589 gab es in Rom das erste Benediktinerkloster beim Lateran, 590 wurde mit Gregor, dem Großen, erstmals ein Benediktiner Papst. Im 6. Jahrhundert missionierten Benediktiner in England, im 7. Jahrhundert kam ihre Klosterregel nach Frankreich. Benedettos Verehrung ist erstmals im 7. Jahrhundert bei Willibrord nachweisbar.

## Datensatzauszug
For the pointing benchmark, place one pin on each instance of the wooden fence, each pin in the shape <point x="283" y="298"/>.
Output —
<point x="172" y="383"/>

## Aufgabenstellung
A: Welcher Benediktiner wurde laut dem Text über die Benediktiner im Jahr 590 erstmals Papst?
B: Führe den Text über die Benediktiner im Anschluss an seinen letzten Satz weiter.

## Antworten je Aufgabe
A: Gregor der Große.

B:
Aus dem schon von den Langobarden zerstörten Montecassino wurden angeblich Benedettos Gebeine am 11. Juli 673 (oder 703) in die Benediktinerabtei Fleury - heute St.-Benolt-sur-Loire - bei Orleans gebracht, wo sie noch heute verehrt werden. Reliquien liegen auch in Einsiedeln, Benediktbeuren und Metten in Niederbayern. Benediktbeuren wurde ein wichtiger Wallfahrtsort und ein Zentrum der Verehrung des Ordensgründers. Eine Kapelle in Norcia kann besichtigt werden als das umgebaute Wohnzimmer, in dem Benedikt geboren wurde. Ab 1944 wurde das im 2. Weltkrieg völlig zerstörte Kloster auf dem Montecassino wieder aufgebaut.

Benedetto wird als "Vater des abendländischen Mönchtum" bezeichnet und trägt Titel wie "der letzte Römer", "Vater des Abendlandes", "Vater Europas". 1964 wurde er von Papst Paul VI. zum Patron Europas ernannt.